-- Extracted material --

================================

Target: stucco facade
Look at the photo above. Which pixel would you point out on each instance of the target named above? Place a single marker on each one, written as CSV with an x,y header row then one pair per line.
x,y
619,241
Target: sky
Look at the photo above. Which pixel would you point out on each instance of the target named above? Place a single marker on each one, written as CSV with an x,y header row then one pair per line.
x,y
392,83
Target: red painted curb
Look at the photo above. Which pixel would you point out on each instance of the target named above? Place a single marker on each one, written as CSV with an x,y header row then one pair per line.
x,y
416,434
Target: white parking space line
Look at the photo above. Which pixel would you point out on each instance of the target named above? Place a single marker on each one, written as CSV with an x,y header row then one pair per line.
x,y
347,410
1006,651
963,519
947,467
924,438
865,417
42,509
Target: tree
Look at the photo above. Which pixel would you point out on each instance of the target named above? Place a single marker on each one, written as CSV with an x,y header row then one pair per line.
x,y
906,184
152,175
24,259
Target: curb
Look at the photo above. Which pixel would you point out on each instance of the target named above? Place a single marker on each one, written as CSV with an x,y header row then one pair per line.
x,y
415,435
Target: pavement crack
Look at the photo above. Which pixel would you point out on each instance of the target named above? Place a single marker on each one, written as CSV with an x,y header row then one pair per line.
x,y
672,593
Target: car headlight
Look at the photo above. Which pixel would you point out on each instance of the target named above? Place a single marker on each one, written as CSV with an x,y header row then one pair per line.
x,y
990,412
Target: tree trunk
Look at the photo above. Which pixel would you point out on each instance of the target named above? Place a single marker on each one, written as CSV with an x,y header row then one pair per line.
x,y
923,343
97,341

================================

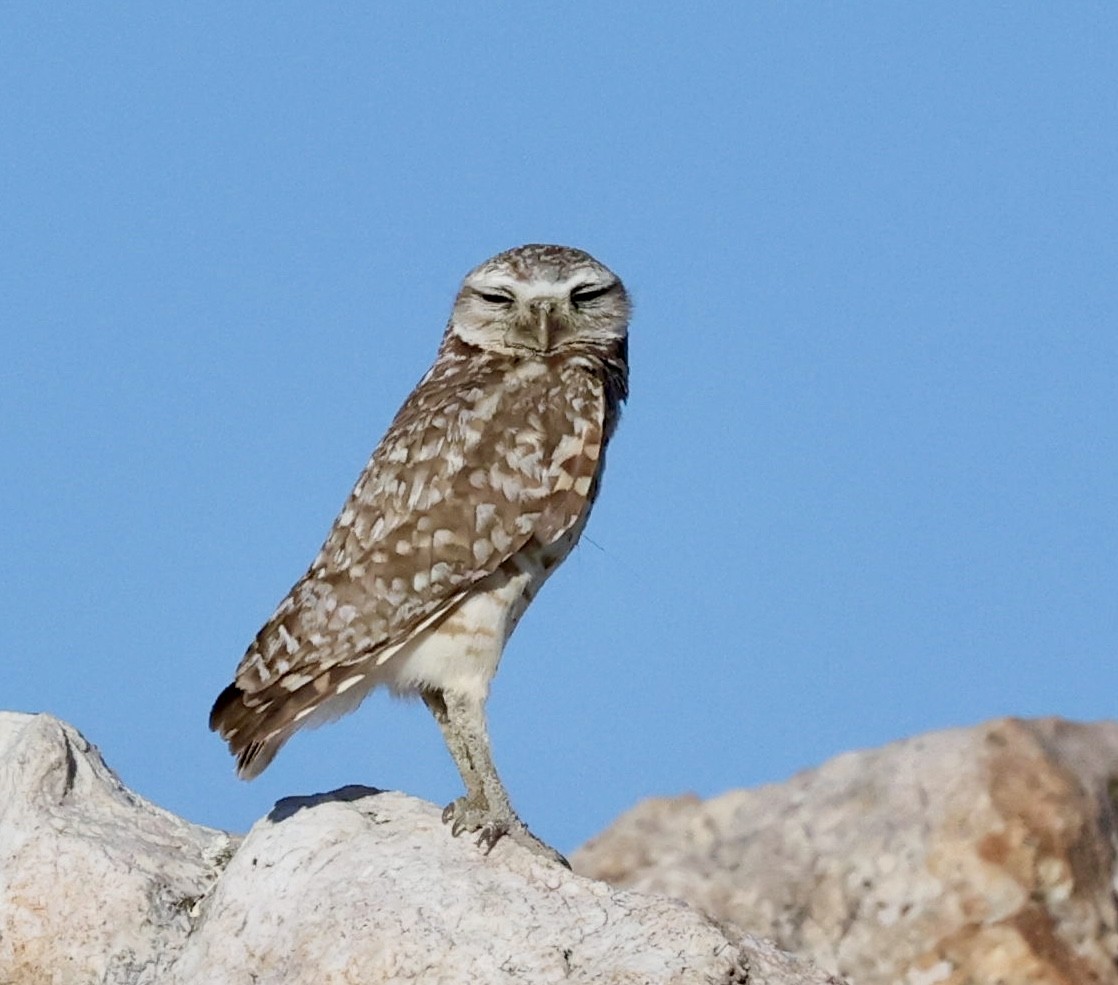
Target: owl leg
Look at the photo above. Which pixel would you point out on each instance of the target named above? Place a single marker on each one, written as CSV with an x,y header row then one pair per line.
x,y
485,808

================================

-- Written task --
Please pick out each line from the rows above that contains the string "curb", matching case exactly.

-- Response --
Target: red painted curb
Target: curb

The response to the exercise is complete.